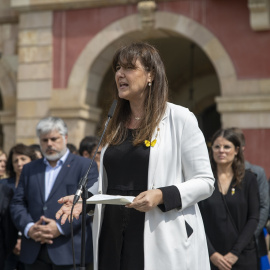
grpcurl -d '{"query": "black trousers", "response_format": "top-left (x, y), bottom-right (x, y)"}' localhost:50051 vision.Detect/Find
top-left (25, 244), bottom-right (91, 270)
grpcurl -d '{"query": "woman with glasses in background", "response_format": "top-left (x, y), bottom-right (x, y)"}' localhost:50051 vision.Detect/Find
top-left (199, 129), bottom-right (259, 270)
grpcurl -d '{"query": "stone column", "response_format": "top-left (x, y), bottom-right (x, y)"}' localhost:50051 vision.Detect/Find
top-left (16, 11), bottom-right (53, 144)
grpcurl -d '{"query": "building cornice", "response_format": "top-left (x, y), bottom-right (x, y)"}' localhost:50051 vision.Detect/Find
top-left (11, 0), bottom-right (171, 12)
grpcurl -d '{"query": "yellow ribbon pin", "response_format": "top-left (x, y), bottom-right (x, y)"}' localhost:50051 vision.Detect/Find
top-left (144, 139), bottom-right (157, 147)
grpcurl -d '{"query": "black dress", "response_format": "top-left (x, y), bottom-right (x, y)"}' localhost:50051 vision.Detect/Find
top-left (199, 171), bottom-right (259, 270)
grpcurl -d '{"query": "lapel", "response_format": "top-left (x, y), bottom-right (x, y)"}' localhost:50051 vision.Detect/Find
top-left (148, 106), bottom-right (169, 189)
top-left (46, 153), bottom-right (75, 200)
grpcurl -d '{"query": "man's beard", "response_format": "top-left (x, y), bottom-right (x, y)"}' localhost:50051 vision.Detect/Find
top-left (42, 147), bottom-right (67, 161)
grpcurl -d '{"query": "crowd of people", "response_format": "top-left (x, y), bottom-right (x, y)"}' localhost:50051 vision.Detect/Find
top-left (0, 42), bottom-right (270, 270)
top-left (0, 130), bottom-right (99, 270)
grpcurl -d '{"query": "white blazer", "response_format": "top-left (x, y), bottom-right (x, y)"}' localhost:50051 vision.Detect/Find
top-left (89, 103), bottom-right (214, 270)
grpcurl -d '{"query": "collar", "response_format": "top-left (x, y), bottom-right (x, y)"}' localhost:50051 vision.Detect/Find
top-left (43, 148), bottom-right (70, 167)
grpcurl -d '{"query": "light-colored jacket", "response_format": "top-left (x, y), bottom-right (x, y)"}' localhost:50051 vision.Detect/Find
top-left (89, 103), bottom-right (214, 270)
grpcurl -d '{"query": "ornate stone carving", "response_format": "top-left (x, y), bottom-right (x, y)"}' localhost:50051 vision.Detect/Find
top-left (248, 0), bottom-right (270, 31)
top-left (138, 1), bottom-right (156, 31)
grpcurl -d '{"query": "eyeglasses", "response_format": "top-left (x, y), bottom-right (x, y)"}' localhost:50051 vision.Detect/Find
====
Task requirements
Please pull out each line of the records above that contains the word "stone".

Output below
grpcurl -d '{"query": "stone column", "response_format": "top-left (x, y), bottom-right (x, y)"}' localhost:50051 vision.Detect/Find
grpcurl -d '{"query": "ornate stone carving", "response_format": "top-left (x, y), bottom-right (x, y)"}' localhost:50051 vision.Detect/Find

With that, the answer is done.